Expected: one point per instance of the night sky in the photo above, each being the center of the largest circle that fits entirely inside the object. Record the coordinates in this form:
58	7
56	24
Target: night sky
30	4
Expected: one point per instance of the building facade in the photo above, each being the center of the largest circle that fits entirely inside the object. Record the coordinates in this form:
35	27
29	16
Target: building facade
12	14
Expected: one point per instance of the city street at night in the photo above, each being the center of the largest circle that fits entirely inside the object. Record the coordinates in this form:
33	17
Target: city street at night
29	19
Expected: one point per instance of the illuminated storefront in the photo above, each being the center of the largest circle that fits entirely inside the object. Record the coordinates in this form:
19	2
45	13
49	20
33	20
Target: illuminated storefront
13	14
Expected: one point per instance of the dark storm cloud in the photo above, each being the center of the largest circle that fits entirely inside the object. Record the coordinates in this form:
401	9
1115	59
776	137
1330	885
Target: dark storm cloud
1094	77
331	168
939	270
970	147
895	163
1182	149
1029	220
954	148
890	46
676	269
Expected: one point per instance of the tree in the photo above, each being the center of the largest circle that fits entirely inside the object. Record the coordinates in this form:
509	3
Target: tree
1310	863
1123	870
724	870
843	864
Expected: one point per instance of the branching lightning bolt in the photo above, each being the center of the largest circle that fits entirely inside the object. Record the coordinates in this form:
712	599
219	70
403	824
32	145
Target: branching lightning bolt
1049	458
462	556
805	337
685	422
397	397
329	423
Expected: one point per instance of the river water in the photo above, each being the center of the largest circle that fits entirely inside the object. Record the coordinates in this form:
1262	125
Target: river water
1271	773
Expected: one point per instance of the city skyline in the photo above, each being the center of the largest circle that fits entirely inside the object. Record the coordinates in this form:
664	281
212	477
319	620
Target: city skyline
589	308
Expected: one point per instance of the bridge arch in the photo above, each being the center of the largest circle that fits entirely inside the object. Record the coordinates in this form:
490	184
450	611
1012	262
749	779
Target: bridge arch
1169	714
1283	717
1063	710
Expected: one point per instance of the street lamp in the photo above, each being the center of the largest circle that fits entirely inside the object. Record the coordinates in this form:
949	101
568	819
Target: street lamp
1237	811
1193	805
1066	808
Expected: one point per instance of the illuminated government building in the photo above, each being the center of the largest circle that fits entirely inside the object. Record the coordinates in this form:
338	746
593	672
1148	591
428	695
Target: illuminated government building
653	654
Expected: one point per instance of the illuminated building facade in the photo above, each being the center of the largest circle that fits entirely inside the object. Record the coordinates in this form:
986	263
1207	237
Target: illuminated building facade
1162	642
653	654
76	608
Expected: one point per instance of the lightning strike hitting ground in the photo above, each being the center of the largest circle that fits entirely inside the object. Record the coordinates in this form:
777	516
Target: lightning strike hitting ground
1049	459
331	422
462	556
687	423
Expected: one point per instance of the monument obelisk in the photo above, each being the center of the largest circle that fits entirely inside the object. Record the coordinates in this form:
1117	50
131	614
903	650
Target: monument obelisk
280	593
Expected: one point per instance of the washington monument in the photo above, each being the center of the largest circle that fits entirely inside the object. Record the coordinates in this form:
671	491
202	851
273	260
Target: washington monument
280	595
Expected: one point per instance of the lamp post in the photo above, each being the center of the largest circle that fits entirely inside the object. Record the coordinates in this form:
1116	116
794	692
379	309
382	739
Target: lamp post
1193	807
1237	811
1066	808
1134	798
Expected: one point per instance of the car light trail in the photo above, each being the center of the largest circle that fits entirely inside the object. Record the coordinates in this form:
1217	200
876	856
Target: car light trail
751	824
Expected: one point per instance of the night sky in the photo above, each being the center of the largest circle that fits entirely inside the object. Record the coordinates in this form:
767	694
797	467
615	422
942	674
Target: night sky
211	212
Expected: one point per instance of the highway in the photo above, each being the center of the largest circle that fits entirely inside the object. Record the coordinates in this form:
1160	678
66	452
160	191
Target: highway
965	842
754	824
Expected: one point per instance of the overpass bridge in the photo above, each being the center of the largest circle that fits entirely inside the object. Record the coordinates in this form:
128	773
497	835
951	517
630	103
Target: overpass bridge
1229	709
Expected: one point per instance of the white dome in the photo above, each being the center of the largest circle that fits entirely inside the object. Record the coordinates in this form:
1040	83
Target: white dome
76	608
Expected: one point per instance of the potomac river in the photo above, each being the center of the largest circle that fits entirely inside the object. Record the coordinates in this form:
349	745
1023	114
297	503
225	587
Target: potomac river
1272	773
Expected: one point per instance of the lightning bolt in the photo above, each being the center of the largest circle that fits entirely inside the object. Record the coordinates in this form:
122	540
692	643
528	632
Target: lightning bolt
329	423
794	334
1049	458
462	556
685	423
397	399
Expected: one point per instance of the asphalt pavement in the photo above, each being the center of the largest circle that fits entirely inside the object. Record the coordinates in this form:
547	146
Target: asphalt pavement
· · ·
§ **Written instruction**: Output the records verbatim, from the first line to the last.

§ **Solution for this task**:
Expected: one point per instance of the night sky in the photo above, each being the center of the largest circle that fits entirely inside the object. Record the coordinates in this form:
58	7
56	24
Target: night sky
30	4
Expected: one point per instance of the building facade in the photo above, each being the center of the largest circle that fits entirely inside the object. Record the coordinates in this form:
35	27
29	16
Target: building facade
12	14
Expected: one point per instance of the city street at night in the photo above, each being the center of the largest circle that fits entirely inside the object. Record the coordinates in this form:
33	17
Target: city street at night
29	19
Expected: one point per instance of the illuminated storefront in the photo above, each being the center of the largest circle that fits entirely inside the object. Record the coordinates in this form:
19	2
45	13
49	20
33	20
Target: illuminated storefront
13	14
Expected: one point per instance of the dark storm cloud in the photo above, each being the center of the largest circle that fits entirely inside the object. Record the coordinates in this form:
401	9
1115	59
776	137
1330	885
Target: dark storm cloud
1094	77
331	168
939	270
970	147
895	163
1182	149
1029	220
954	148
890	46
676	269
Expected: one point per instance of the tree in the photo above, each being the center of the largest circle that fits entirely inside the object. Record the coordinates in this form:
509	3
Target: tree
1310	863
1123	870
724	870
843	864
Expected: one point per instance of the branching lightning bolt in the photo above, each being the center of the largest circle that fits entirely inside the object. Record the coordinates in this form:
712	599
219	70
403	824
32	145
Target: branching lightning bolt
1049	458
462	556
805	337
685	422
397	397
329	423
Expected: one point per instance of the river water in the photo above, each being the center of the largest circle that fits entirely inside the object. Record the coordinates in this form:
1262	125
Target: river water
1271	773
Expected: one point per instance of the city skyline in the photo above, each being the center of the largest circle that fits entirely inside the object. Record the coordinates in this form:
664	281
212	477
319	620
Target: city skyline
589	308
Expected: one point per instance of the bridge arch in the photo above, each being the center of the largest circle that fits entirely inside the object. Record the coordinates in this form:
490	184
450	611
1012	262
749	779
Target: bridge arch
1169	714
1283	717
1063	710
Expected: one point per instance of the street lamp in the photo above, each being the center of the largest circle that fits entirely inside the object. Record the coordinates in this form:
949	101
568	819
Target: street lamp
1237	811
1193	805
1066	808
Expected: one point per instance of the illuminated government building in the photo above, each being the center of the largest circle that fits entirely inside the object. Record the coordinates in this form:
338	746
593	672
1148	591
428	695
Target: illuminated government building
653	654
Expected: one point per instance of the illuminated building facade in the photo above, each being the center of the largest circle that fits entirely inside the object. Record the coordinates in this form:
986	263
1207	237
Target: illuminated building facade
1162	642
653	654
76	608
Expected: one point per instance of the lightning strike hitting ground in the photo above, each being the center of the largest circle that fits entirely inside the object. Record the coordinates in this form:
777	516
Target: lightning strike hitting ground
1049	459
331	422
462	556
687	423
Expected: one point per instance of the monument obelisk in the photo above, each being the center of the largest circle that fits entirely inside the object. Record the coordinates in this form:
1117	50
131	614
903	650
Target: monument obelisk
280	593
Expected: one point per instance of the washington monument in the photo above, each being the center of the largest circle that fits entirely inside the object. Record the coordinates in this form:
671	491
202	851
273	260
Target: washington monument
280	595
Expected: one point per instance of the lamp post in the photo above, each being the center of the largest circle that fits entirely inside the object. Record the coordinates in this form:
1116	116
794	692
379	309
382	739
Target: lamp post
1193	807
1237	811
1066	808
1134	798
Expected: one point per instance of the car light trail in the photo above, each being the center of the largest circle that fits entirely inside the object. Record the coordinates in this form:
1217	200
876	856
Target: car light trail
751	824
Expected: one point per instance of the night sky in the photo above, each being the center of the largest circle that fits entirely inside the object. Record the coordinates in this form:
767	694
797	467
615	422
942	674
Target: night sky
211	212
Expected: one point per instance of the highway in the photo above, each being the center of the largest circle that fits entirely inside the object. Record the coordinates in this form:
1160	678
66	452
160	191
Target: highway
965	842
754	824
Expected: one point per instance of the overpass bridge in the photo above, each being the center of the largest circle that fits entirely inside the object. Record the coordinates in this form:
128	773
497	835
951	517
630	103
Target: overpass bridge
1229	709
Expected: one point per instance of the white dome in the photo above, each being the center of the largest circle that fits entirely inside the object. Record the coordinates in this form:
1040	83
Target: white dome
76	608
Expected: one point per instance of the potomac river in the photo above, each being the center of the largest circle that fits entirely inside the object. Record the coordinates in this form:
349	745
1023	114
297	503
225	587
Target: potomac river
1272	773
Expected: one point per instance of the lightning bolt in the photo above, each being the center of the largest circle that fits entirely inside the object. Record the coordinates in this form:
122	540
692	643
528	632
Target: lightning bolt
329	423
794	334
1049	458
462	556
685	423
397	399
Expected: one point per instance of the asphalt pavement in the photo above, each being the center of the largest circle that fits entirely inside the object. Record the coordinates in this form:
547	146
Target: asphalt pavement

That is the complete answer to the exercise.